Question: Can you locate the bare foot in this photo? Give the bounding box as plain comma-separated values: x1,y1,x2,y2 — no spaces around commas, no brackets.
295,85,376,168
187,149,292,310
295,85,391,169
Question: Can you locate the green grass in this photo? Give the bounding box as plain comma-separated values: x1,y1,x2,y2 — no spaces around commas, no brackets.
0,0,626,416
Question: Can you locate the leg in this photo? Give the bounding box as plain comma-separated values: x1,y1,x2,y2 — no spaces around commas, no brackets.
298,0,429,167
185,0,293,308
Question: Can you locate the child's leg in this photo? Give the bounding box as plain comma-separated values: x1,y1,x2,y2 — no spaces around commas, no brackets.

# Written request
Please retype all of the records above, keeping every line identical to the original.

# Answer to this problem
Question: Can you locate the bare foot in this photo? Give the bounding box as plain comma-separated values: x1,y1,x2,y2 — no spaces around commas, no brackets.
295,85,376,168
187,149,292,310
295,85,391,169
Question: Can you locate the green grass in this photo? Give the bounding box as plain comma-separated values: x1,y1,x2,y2 — no spaces around commas, no brackets.
0,0,626,416
Question: Can you locate the leg in this photo? Give the bounding box as plain comma-separated values: x1,y1,x2,y2 — no spaces around commas, no brackets.
298,0,429,167
185,0,293,308
Question: Can you locate the child's leg in this photo? Give the bounding box as plain comma-separated values: x1,y1,x2,y2 — no spaces around commas, no brackets.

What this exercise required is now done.